Exercise instructions » Rewrite the records below, changing each occurrence of "queried object" to "requested object" and leaving every other line untouched.

Data excerpts »
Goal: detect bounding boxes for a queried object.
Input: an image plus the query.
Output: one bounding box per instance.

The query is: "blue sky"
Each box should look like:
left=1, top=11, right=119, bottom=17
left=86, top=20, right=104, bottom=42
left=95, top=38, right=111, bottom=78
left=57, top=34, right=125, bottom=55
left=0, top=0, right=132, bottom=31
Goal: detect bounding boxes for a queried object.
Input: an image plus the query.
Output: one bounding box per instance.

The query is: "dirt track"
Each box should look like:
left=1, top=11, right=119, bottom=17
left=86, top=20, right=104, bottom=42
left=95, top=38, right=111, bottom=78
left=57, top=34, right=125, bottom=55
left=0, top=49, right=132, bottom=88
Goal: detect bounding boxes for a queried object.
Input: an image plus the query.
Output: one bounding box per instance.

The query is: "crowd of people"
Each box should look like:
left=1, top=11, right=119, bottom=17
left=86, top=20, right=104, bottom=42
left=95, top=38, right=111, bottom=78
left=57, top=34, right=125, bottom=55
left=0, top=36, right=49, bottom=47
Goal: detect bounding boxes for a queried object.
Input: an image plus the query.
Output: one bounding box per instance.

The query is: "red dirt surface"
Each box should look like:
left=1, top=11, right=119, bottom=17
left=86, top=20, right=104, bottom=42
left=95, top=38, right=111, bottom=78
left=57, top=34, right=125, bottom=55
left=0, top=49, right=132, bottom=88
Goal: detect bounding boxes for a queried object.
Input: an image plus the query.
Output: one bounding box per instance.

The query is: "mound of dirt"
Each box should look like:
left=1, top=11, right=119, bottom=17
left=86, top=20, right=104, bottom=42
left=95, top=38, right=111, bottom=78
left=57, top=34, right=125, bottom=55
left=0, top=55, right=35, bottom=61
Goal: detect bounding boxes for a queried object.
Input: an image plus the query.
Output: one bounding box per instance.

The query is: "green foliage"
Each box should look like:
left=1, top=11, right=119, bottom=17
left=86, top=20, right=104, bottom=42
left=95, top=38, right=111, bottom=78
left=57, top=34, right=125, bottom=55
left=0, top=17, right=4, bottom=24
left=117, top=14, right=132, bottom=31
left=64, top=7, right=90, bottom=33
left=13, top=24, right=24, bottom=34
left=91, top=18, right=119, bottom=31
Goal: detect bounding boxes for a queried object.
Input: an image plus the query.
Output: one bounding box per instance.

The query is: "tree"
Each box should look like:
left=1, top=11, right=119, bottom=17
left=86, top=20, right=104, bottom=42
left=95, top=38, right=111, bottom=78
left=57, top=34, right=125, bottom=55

The response »
Goal: detect bounding boxes for a requested object.
Input: an image plus the query.
Output: one bounding box per instance.

The query is: "blue sky"
Each box should look like:
left=1, top=11, right=119, bottom=17
left=86, top=20, right=104, bottom=42
left=95, top=38, right=111, bottom=78
left=57, top=34, right=125, bottom=55
left=0, top=0, right=132, bottom=31
Goal: detect bounding boxes for a requested object.
Input: an image plus the query.
Output: one bounding box per instance.

The query is: "dirt track"
Each box should look like:
left=1, top=11, right=119, bottom=17
left=86, top=20, right=104, bottom=42
left=95, top=38, right=111, bottom=78
left=57, top=34, right=125, bottom=55
left=0, top=49, right=132, bottom=88
Goal: detect bounding boxes for a requested object.
Input: an image plus the query.
Output: one bounding box per instance.

The query is: "crowd of people"
Each box should look like:
left=1, top=11, right=119, bottom=17
left=86, top=20, right=104, bottom=42
left=95, top=38, right=111, bottom=78
left=57, top=34, right=125, bottom=55
left=0, top=36, right=49, bottom=47
Goal: detect bounding boxes for a requested object.
Input: an image plus the query.
Output: one bounding box per instance.

The query is: "red dirt surface"
Each box should look like:
left=1, top=11, right=119, bottom=17
left=86, top=20, right=104, bottom=42
left=95, top=38, right=111, bottom=78
left=57, top=34, right=125, bottom=55
left=0, top=49, right=132, bottom=88
Goal: detect bounding boxes for a requested object.
Input: an image plus the query.
Output: one bounding box per instance.

The query is: "mound of dirt"
Each box should look like:
left=1, top=11, right=119, bottom=17
left=86, top=20, right=104, bottom=42
left=95, top=38, right=111, bottom=78
left=57, top=34, right=125, bottom=55
left=0, top=55, right=35, bottom=61
Goal: detect bounding boxes for a requested object.
Input: an image plus the query.
Output: one bounding box per instance.

The query is: "green foliage"
Each box should look like:
left=1, top=11, right=119, bottom=17
left=86, top=20, right=104, bottom=42
left=95, top=38, right=111, bottom=78
left=57, top=34, right=125, bottom=55
left=0, top=17, right=4, bottom=24
left=117, top=14, right=132, bottom=31
left=64, top=7, right=90, bottom=33
left=13, top=24, right=24, bottom=34
left=91, top=18, right=119, bottom=31
Goal: detect bounding boxes for a requested object.
Input: an image plus the query.
Output: one bounding box per instance.

The query is: "tree"
Each box should look like:
left=1, top=11, right=119, bottom=17
left=86, top=20, right=104, bottom=42
left=95, top=38, right=111, bottom=78
left=57, top=34, right=125, bottom=55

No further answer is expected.